Technology companies are shifting their focus from building larger language models (LLMs) to developing smaller models (SLMs) that can match or even surpass them.
Meta's Llama 3 (400 billion parameters), OpenAI's GPT-3.5 (175 billion parameters), and GPT-4 (about 1.8 trillion parameters) are famously larger models, while Microsoft's Phi-3 family ranges from 3.8 billion to 14 billion parameters, and Apple Intelligence “alone” has about 3 billion parameters.
It may seem like a disadvantage to have models with far fewer parameters, but the appeal of SLMs is understandable. They consume less power, can run locally on devices such as smartphones and laptops, and are a good choice for smaller companies and labs that can't afford expensive hardware setups.
David vs Goliath
As IEEE Spectrum reports, “The rise of SLMs comes at a time when the performance gap between LLMs is rapidly narrowing and technology companies are looking to deviate from standard scaling laws and explore other avenues to improve performance.”
In a recent round of testing conducted by Microsoft, Phi-3-mini, the tech giant’s smallest model with 3.8 billion parameters, rivaled Mixtral (8x 7 billion) and GPT-3.5 in some areas, despite being small enough to fit on a phone. Its success was due to the dataset used for training, which was comprised of “publicly available web data and heavily filtered synthetic data.”
While SLMs achieve a level of language understanding and reasoning similar to much larger models, they are still limited by their size for certain tasks and cannot store much “factual” knowledge. This is a problem that can be solved by combining the SLM with an online search engine.
IEEE SpectrumShubham Agarwal compares SLMs to how children learn language, saying, “By the time children are 13, they are exposed to about 100 million words and are better than chatbots at language, with access to just 0.01 percent of the data.” Although, as Agarwal notes, “no one knows what makes humans so much more efficient,” Alex Warstadt, a computer science researcher at ETH Zurich, suggests that “reverse-engineering efficient human-like learning at small scales could lead to huge improvements when scaled up to LLM scales.”

Task list ▸
1. Using the text on small language models, say whether each statement agrees with it. Answer yes or no and quote the words that decide it. (a) Phi-3-mini has 3.8 billion parameters. (b) SLMs can store a large amount of factual knowledge. (c) Alex Warstadt is a researcher at ETH Zurich.
2. Answer these questions from the text on small language models:
(a) How many parameters does GPT-3.5 have?
(b) About how many words have children been exposed to by age 13?
(c) What can be combined with an SLM to address its limited factual knowledge?
3. Reproduce the passage of the text on small language models from "It may seem" to "expensive hardware setups.".
The lines that come after this text have nothing to do with the exercise.

Natural-language object grounding records ▸

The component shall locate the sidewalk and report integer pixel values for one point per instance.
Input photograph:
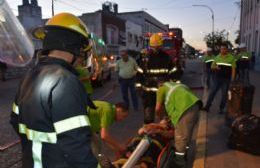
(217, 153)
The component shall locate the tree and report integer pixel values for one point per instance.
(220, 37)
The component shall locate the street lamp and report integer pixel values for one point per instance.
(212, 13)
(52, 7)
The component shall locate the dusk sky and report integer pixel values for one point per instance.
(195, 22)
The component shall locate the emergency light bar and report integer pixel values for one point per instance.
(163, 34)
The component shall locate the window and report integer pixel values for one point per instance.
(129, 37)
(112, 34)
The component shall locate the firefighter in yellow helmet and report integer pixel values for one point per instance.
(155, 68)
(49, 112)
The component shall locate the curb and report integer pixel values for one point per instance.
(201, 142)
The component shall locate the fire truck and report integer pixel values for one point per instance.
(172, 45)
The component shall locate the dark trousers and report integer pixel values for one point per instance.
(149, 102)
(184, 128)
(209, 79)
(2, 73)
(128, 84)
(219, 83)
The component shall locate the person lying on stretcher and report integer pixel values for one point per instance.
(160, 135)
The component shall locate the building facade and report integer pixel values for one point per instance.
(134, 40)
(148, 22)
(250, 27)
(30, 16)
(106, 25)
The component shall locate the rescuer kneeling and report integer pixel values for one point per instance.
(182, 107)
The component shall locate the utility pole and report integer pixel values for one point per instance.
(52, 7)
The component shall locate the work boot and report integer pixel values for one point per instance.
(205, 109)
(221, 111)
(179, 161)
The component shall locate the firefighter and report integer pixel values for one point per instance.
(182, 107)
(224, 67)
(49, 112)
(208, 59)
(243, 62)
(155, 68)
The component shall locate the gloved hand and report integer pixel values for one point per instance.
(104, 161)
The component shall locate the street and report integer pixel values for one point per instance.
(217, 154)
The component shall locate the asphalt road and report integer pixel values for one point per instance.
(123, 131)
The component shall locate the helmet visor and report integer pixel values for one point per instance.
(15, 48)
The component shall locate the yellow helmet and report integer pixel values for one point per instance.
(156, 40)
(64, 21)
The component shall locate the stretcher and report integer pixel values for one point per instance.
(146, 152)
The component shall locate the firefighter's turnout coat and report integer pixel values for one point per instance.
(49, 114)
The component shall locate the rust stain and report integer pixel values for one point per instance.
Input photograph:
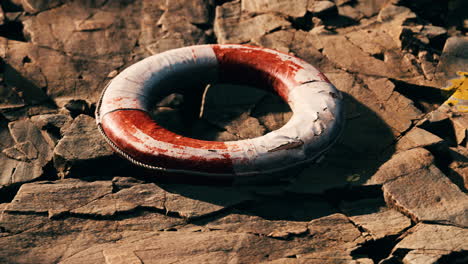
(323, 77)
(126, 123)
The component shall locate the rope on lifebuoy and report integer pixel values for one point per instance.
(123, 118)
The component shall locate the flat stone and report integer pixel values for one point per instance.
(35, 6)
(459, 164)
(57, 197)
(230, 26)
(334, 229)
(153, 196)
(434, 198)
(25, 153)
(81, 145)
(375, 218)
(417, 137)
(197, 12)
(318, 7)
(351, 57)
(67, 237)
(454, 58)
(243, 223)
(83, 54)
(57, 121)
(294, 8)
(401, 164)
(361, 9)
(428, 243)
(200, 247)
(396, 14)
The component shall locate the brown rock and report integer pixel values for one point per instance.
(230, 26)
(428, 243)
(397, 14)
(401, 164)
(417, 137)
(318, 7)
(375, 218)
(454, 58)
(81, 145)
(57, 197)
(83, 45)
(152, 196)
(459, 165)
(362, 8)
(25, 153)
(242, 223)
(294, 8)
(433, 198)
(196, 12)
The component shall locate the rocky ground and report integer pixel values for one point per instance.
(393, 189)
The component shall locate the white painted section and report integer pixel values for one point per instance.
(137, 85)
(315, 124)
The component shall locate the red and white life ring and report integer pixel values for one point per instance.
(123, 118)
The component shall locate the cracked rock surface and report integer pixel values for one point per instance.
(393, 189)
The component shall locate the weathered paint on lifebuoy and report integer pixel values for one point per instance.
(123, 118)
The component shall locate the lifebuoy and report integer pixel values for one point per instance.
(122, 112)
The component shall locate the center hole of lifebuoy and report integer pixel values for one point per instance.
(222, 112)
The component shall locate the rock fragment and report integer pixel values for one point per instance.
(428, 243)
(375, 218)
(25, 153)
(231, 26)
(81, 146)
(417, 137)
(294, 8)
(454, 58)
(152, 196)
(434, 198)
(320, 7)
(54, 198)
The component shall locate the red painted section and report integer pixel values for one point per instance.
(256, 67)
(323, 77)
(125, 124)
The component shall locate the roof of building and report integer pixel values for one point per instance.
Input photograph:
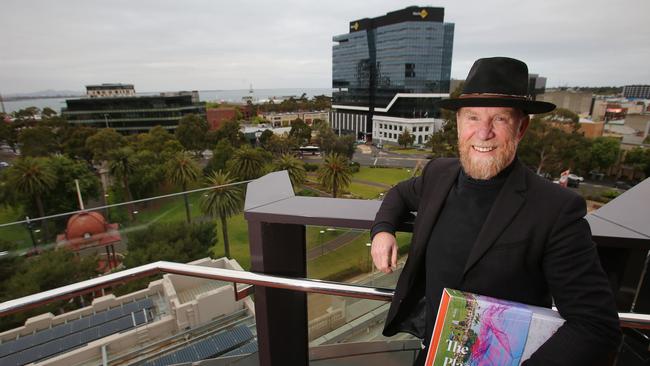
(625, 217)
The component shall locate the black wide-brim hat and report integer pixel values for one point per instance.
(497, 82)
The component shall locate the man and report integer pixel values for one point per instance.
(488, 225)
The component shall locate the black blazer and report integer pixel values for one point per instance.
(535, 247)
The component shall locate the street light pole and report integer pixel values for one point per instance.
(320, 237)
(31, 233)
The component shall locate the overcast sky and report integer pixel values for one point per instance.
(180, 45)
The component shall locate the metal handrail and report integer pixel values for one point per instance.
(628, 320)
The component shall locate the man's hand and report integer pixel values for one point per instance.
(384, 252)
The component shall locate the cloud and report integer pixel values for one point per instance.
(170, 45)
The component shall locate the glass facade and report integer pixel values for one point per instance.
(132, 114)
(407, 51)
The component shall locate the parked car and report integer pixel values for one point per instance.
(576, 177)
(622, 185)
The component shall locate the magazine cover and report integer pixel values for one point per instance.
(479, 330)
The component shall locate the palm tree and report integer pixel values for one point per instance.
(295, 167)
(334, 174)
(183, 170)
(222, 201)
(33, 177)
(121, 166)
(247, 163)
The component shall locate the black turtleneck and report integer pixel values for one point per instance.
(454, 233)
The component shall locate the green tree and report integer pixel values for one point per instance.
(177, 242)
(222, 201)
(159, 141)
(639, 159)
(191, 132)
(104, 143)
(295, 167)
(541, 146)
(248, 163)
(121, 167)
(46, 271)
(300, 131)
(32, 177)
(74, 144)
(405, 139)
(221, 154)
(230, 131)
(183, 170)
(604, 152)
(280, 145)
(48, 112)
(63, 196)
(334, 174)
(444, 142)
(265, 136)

...

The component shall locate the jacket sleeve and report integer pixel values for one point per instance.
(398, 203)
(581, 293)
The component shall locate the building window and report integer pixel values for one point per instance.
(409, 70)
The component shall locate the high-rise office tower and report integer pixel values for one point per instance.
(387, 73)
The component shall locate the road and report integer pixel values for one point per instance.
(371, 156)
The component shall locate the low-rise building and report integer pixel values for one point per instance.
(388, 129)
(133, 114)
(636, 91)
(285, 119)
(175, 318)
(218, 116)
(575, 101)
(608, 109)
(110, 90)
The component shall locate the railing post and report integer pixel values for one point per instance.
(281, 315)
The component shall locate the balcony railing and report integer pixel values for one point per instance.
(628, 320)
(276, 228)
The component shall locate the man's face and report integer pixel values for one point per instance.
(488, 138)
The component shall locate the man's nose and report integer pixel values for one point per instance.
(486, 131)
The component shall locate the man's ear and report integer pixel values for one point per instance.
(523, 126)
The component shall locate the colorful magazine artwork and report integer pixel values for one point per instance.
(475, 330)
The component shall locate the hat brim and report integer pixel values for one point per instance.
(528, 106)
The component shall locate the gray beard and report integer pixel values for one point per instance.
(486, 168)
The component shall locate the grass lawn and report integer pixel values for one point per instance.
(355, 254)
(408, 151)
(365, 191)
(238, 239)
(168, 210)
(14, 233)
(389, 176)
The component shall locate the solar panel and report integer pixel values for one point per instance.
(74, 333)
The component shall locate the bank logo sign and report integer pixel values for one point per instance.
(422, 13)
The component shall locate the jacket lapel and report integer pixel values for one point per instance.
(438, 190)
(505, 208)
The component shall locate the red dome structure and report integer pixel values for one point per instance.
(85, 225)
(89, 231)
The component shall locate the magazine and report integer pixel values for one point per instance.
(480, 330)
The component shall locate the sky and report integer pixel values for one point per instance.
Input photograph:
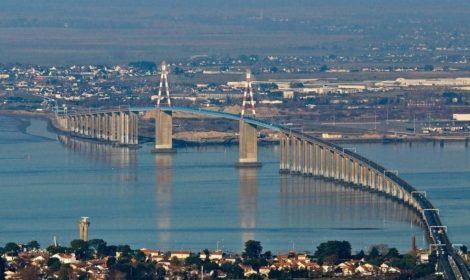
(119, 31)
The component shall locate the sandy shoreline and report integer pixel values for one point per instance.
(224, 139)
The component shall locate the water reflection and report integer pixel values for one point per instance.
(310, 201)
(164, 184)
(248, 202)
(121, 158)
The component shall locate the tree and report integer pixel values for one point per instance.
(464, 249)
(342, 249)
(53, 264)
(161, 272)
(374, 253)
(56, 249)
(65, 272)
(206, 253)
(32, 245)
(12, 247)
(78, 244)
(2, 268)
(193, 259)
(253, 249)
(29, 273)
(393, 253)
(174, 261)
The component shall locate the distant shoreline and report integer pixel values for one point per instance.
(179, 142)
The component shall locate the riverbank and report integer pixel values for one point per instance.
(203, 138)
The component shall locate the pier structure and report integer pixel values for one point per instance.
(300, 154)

==

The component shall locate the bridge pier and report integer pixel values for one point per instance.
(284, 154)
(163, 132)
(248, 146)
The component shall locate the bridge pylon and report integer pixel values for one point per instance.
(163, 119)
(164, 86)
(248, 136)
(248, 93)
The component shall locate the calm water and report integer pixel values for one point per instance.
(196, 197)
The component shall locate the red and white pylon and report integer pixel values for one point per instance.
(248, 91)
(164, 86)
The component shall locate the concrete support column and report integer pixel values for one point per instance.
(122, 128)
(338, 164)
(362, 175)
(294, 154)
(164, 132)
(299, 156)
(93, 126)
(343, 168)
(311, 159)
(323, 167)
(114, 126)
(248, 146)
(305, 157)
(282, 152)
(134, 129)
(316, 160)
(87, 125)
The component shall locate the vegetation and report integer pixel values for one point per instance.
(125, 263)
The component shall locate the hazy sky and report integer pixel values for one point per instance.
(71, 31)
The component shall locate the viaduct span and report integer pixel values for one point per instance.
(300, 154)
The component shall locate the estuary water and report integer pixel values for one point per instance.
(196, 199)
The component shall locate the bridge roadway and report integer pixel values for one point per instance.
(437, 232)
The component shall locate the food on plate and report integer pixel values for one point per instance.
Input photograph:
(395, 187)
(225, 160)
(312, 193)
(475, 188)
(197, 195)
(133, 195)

Solutions to the problems ▸
1.
(a) Yes: "Phi-3-mini, the tech giant’s smallest model with 3.8 billion parameters"
(b) No: "cannot store much “factual” knowledge"
(c) Yes: "a computer science researcher at ETH Zurich"

2.
(a) 175 billion
(b) About 100 million
(c) An online search engine

3.
It may seem like a disadvantage to have models with far fewer parameters, but the appeal of SLMs is understandable. They consume less power, can run locally on devices such as smartphones and laptops, and are a good choice for smaller companies and labs that can't afford expensive hardware setups.